• [Exercise details]:
Extend the biographical text on Alexander Ginzburg below, continuing directly after its last sentence.

• [Exercise passage]:
====

Russian journalist, poet, human rights activist and dissident

Alexander "Alik" Ilyich Ginzburg (Алекса́ндр Ильи́ч Ги́нзбург; 21 November 1936 – 19 July 2002) was a Russian journalist, poet, human rights activist and dissident. Between 1961 and 1969 he was sentenced three times to labor camps. In 1979, Ginzburg was released and expelled to the United States, along with four other political prisoners (Eduard Kuznetsov, Mark Dymshits, Valentin Moroz, and Georgy Vins) and their families, as part of a prisoner exchange.

==Biography==
Ginzburg was born in Moscow to a Russian-Jewish family. He was relative (nephew) of Yevgenia Ginzburg and semi-orphan, Alexander Ginzburg. Ginzburg was educated in Moscow, and worked as a lathe operator and part time journalist after leaving school, then as an actor, but had to give up acting in 1959, after falling from a third storey window.

=== Dissident work ===
At the end of 1959, Ginzburg issued the USSR's first samizdat literary magazine Phoenix, with Yuri Galanskov. He also cofounded the poetry almanac Sintaksis. After three issues, he was expelled from Moscow University, arrested and sentenced to two years in a labour camp. Released in 1962, he was unable to find regular work, but continued to patronise underground art, by distributing literature and holding private film shows. He was returned to Lubyanka prison for a short time in 1964.

====

• [Information given]:
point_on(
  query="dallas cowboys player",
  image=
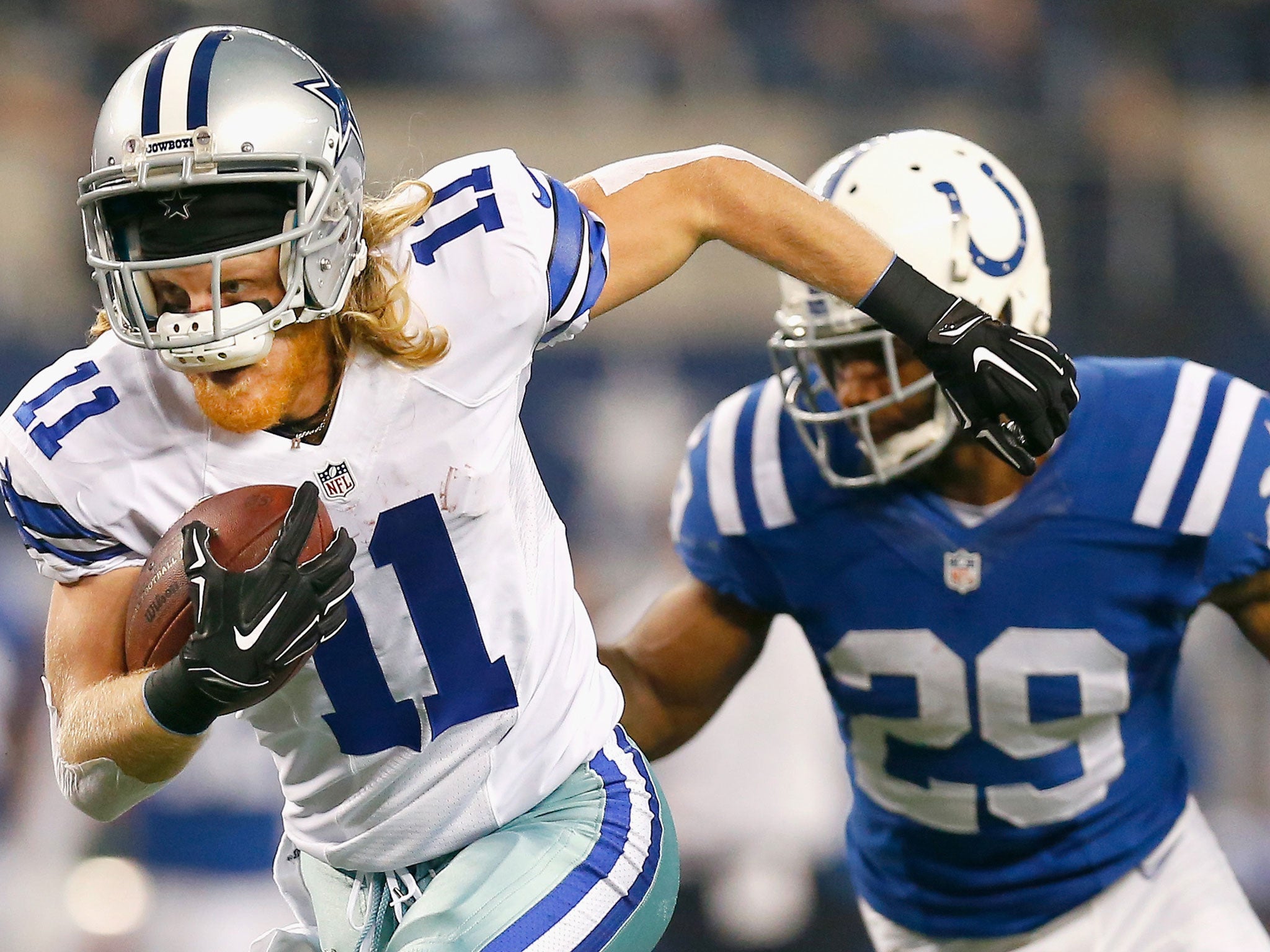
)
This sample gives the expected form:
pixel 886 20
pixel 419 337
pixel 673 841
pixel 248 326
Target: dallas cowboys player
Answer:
pixel 451 764
pixel 1001 650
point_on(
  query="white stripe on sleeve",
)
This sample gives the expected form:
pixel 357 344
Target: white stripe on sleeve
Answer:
pixel 1223 457
pixel 174 92
pixel 1175 444
pixel 722 465
pixel 774 501
pixel 569 306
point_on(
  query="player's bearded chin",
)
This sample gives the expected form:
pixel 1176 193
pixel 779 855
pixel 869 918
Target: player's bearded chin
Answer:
pixel 255 398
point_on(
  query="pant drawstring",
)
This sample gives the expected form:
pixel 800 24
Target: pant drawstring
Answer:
pixel 397 890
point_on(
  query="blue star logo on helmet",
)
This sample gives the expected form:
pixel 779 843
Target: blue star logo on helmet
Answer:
pixel 328 90
pixel 177 206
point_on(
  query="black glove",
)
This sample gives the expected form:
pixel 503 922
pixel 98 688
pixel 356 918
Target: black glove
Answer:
pixel 252 626
pixel 987 368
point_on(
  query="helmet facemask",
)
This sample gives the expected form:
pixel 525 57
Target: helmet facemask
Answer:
pixel 817 333
pixel 962 219
pixel 233 335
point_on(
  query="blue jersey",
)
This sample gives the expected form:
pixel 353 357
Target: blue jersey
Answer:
pixel 1005 692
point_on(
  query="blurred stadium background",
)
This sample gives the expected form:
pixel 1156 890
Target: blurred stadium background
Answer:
pixel 1141 127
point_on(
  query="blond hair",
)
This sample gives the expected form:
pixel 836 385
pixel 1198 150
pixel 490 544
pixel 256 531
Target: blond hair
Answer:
pixel 378 310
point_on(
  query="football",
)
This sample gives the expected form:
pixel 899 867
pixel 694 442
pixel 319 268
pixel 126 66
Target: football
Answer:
pixel 244 523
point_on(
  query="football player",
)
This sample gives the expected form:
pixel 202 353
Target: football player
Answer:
pixel 451 760
pixel 1001 649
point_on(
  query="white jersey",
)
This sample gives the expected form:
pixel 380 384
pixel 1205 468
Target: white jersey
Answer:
pixel 465 685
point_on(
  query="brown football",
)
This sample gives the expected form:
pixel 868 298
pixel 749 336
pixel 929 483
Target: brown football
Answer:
pixel 244 523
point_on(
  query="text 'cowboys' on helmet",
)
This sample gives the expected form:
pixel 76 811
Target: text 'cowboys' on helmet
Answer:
pixel 218 143
pixel 961 218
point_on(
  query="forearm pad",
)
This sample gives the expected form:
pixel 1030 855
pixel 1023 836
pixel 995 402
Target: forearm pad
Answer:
pixel 907 304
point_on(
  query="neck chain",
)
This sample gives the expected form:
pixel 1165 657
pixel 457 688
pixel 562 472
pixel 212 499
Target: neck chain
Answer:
pixel 327 413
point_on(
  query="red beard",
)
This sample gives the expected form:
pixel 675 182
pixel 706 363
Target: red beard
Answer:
pixel 259 397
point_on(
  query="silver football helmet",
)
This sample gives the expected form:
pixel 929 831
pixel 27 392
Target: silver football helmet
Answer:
pixel 235 110
pixel 962 219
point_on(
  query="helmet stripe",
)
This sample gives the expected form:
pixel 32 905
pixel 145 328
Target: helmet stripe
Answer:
pixel 154 84
pixel 175 82
pixel 200 75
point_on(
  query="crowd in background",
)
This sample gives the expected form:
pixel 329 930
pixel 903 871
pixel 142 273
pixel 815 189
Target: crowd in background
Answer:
pixel 1090 102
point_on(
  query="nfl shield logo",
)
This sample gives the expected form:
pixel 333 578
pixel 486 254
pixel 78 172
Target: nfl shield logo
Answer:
pixel 963 570
pixel 335 480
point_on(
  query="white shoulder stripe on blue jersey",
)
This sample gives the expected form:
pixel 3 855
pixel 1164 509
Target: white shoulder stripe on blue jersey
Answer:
pixel 1175 444
pixel 1223 457
pixel 722 465
pixel 770 493
pixel 682 494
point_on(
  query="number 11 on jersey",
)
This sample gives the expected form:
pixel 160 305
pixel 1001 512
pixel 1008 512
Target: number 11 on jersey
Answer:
pixel 367 719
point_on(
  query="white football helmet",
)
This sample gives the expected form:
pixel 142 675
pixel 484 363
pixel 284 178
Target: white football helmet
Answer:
pixel 223 113
pixel 962 219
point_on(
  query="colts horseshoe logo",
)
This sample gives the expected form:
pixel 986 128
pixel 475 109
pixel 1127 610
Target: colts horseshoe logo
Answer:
pixel 991 267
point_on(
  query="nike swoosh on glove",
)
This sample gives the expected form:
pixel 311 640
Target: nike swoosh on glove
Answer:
pixel 252 627
pixel 988 369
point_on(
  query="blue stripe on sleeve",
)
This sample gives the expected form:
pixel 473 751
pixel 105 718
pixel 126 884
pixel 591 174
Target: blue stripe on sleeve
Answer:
pixel 1204 432
pixel 68 555
pixel 566 259
pixel 626 907
pixel 154 87
pixel 598 265
pixel 744 462
pixel 45 518
pixel 200 77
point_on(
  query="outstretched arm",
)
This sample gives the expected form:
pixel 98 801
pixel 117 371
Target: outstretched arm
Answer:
pixel 659 209
pixel 657 218
pixel 1248 602
pixel 681 662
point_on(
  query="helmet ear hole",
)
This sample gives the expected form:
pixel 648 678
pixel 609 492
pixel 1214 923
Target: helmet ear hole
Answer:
pixel 290 220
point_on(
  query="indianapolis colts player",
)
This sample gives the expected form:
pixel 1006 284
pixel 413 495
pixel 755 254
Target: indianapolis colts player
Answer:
pixel 1001 649
pixel 451 760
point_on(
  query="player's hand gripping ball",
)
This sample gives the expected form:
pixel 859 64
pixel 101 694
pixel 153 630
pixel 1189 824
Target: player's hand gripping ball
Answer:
pixel 252 621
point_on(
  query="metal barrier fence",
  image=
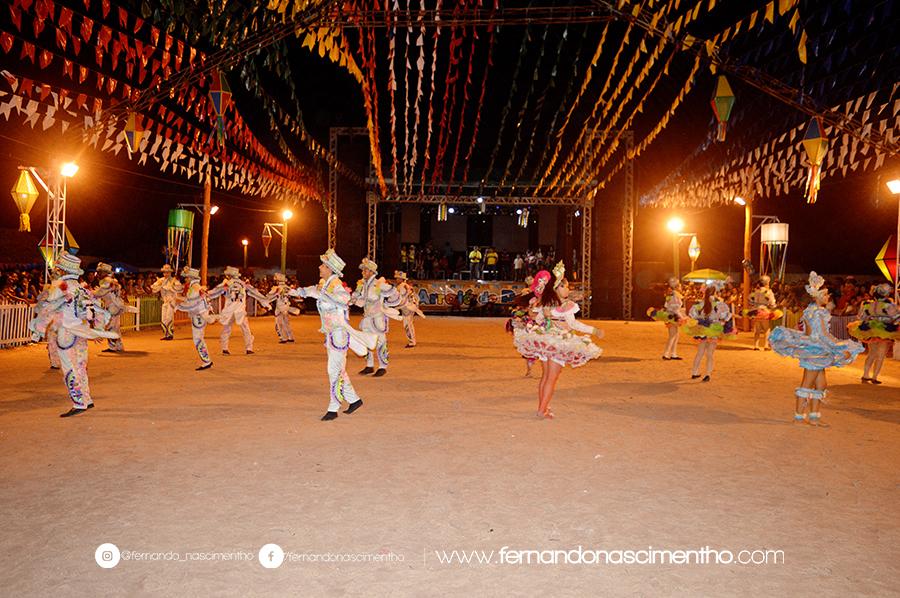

====

• [Response to the exercise]:
In December 1965, Alexander Ginzburg documented the trial of writers Yuli Daniel and Andrei Sinyavsky (Sinyavsky–Daniel trial). Having obtained a copy of closed-door court proceedings from the court stenographer, he compiled a White Book documenting the trial. He then sent copies of the book with his address to the KGB and the Chief Prosecutor's Office. The book also circulated in samizdat and was smuggled to the West. In December 1966, he was summoned before the KGB and ordered to repudiate the White Book, which he refused to do. He was arrested on 23 January 1967. His case was linked with Galanskov's, though the only direct link between their activities was that they both relied on the same typist, Vera Lashkova. They were co-defendants at the Trial of the Four, at the conclusion of which, on 12 January 1968, Ginzburg was sentenced to five years of forced labour.

In a labour camp in Mordvinia, Ginzburg began a hunger strike in May 1969 because the authorities had prevented him from marrying his fiancée, Irena Zholkovskaya, who was consequently prevented from visiting him. In June, he was allowed to register his marriage, but she was then sacked from her job as a teacher. For this and other protests against conditions in the camps, he was transferred in summer 1970 to Vladimir Prison.

Ginzburg was released when his five-year prison term ended, on 22 January 1972, and was allowed to settle in Tarusa, 50 miles south of Moscow. He was a friend of Alexander Solzhenitsyn, with whom he initiated the Fund for the Aid of Political Prisoners. Based on the royalties derived from Solzhenitsyn's book The Gulag Archipelago, it distributed funds and material support to political and religious prisoners across the Soviet Union throughout the 1970s and 1980s. Ginzburg had power of attorney over the fund after Solzhenitsyn's expulsion from the USSR in February 1974, but in April, he was placed under police surveillance and forbidden to leave the district of Talusa where he lived, even to walk as far as the local cinema, and was forbidden to leave the house after 8.00pm.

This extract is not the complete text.